Records:
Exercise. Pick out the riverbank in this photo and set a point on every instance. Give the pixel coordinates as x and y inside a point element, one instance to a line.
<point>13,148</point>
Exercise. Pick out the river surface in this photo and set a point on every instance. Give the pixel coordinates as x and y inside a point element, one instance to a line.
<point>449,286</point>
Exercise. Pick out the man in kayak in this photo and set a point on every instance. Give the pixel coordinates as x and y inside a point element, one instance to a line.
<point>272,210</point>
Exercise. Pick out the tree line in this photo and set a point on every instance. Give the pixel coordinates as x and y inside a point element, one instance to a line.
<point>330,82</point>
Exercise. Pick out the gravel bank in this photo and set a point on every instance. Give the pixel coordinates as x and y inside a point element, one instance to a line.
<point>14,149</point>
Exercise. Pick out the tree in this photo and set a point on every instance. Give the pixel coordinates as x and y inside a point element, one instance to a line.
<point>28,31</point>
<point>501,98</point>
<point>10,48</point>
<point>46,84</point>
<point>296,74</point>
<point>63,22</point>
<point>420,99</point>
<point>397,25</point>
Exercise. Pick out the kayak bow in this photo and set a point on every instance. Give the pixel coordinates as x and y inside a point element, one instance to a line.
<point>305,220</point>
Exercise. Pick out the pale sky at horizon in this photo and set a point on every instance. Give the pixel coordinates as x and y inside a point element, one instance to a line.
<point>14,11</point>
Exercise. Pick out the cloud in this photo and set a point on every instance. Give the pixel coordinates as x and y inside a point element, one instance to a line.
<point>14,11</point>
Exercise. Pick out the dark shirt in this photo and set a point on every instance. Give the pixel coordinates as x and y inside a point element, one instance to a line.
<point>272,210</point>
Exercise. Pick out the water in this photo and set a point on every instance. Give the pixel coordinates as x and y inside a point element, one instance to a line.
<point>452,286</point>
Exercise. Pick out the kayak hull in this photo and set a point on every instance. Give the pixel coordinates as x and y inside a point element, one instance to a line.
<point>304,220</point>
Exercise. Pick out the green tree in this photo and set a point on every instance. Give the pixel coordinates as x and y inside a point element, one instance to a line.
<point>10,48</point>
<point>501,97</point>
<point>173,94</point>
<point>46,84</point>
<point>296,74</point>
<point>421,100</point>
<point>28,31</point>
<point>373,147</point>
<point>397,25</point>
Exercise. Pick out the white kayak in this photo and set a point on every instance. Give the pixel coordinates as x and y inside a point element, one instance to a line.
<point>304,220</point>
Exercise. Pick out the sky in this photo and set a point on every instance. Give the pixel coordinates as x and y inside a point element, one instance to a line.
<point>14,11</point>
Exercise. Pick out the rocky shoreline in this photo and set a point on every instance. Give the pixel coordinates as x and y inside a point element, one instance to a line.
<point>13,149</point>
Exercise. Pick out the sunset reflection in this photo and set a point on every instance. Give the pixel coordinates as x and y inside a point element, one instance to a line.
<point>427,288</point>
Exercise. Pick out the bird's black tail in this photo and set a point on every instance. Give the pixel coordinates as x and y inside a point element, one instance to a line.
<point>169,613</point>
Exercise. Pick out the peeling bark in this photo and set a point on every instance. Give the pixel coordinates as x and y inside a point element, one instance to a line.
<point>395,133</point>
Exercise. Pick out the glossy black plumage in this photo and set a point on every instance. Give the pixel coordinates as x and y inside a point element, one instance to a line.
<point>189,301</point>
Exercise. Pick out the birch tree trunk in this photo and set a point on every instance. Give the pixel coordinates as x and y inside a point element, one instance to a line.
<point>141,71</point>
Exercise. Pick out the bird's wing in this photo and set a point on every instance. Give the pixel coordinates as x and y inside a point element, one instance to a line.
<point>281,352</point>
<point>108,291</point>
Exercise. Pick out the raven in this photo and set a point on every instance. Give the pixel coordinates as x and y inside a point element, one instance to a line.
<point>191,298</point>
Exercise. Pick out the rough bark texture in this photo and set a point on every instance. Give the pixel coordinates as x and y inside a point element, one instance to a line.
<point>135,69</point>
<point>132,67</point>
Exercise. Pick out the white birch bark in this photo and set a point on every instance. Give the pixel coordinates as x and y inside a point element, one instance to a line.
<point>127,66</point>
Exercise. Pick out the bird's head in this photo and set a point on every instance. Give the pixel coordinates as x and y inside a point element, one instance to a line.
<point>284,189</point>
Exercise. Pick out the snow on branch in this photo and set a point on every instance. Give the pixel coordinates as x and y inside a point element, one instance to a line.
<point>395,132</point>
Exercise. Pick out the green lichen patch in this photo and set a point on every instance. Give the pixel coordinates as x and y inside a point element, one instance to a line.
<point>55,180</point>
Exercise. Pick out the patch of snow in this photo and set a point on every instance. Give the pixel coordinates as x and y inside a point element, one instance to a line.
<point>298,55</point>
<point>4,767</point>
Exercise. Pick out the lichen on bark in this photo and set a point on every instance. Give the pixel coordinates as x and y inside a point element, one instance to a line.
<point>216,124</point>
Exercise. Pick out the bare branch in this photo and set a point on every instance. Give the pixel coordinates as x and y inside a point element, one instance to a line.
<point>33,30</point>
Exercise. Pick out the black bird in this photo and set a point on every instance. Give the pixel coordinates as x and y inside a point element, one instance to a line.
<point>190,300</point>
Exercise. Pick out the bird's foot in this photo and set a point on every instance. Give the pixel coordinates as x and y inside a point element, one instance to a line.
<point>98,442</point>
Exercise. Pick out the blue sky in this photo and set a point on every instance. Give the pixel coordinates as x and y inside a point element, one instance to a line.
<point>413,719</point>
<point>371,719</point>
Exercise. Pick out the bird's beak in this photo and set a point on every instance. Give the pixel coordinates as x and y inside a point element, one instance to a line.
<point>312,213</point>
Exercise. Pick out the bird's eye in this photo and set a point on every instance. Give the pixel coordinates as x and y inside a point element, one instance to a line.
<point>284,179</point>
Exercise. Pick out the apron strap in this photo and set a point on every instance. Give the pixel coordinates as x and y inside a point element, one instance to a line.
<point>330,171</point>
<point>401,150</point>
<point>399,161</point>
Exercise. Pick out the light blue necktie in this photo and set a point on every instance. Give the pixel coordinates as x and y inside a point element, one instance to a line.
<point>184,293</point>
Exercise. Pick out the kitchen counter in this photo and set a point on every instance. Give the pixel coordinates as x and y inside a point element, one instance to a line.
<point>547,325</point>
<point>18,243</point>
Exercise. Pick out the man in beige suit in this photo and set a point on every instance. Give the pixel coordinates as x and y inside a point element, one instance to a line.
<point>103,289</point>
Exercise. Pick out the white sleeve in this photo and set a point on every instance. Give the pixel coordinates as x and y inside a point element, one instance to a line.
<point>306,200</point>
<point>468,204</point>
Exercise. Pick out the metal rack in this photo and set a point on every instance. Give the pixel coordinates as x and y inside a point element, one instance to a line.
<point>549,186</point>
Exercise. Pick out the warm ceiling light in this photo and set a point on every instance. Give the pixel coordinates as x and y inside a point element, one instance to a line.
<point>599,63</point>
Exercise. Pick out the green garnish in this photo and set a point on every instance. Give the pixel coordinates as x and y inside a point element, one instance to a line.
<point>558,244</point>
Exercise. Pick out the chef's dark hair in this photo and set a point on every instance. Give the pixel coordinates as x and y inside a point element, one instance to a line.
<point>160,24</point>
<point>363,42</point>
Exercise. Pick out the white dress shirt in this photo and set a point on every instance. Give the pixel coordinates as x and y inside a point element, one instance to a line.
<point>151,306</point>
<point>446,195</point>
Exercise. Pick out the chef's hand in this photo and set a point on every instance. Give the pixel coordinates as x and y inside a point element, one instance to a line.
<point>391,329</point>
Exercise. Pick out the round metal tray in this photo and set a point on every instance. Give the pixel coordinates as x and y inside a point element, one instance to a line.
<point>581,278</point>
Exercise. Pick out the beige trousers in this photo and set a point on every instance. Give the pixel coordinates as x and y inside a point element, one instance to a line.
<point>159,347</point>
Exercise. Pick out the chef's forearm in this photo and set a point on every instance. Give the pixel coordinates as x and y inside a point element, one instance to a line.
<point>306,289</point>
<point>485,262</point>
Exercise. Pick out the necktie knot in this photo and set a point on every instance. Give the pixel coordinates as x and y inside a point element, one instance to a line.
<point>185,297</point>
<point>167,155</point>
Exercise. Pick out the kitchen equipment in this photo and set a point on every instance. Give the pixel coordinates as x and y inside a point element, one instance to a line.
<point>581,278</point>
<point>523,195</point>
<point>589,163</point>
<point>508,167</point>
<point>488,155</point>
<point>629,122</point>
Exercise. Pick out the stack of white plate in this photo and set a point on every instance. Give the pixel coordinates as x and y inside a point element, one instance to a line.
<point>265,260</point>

*Challenge*.
Could you write out only the lines above running from the line with "Exercise. Pick out the beige" up to and including the line with "<point>159,347</point>", substituting "khaki trousers" for "beige trousers" and keeping everything else the same?

*Correct result*.
Exercise. Pick out the khaki trousers in this photo and set a point on every instance. Give the pixel coordinates as x and y inside a point element, one instance to a line.
<point>159,347</point>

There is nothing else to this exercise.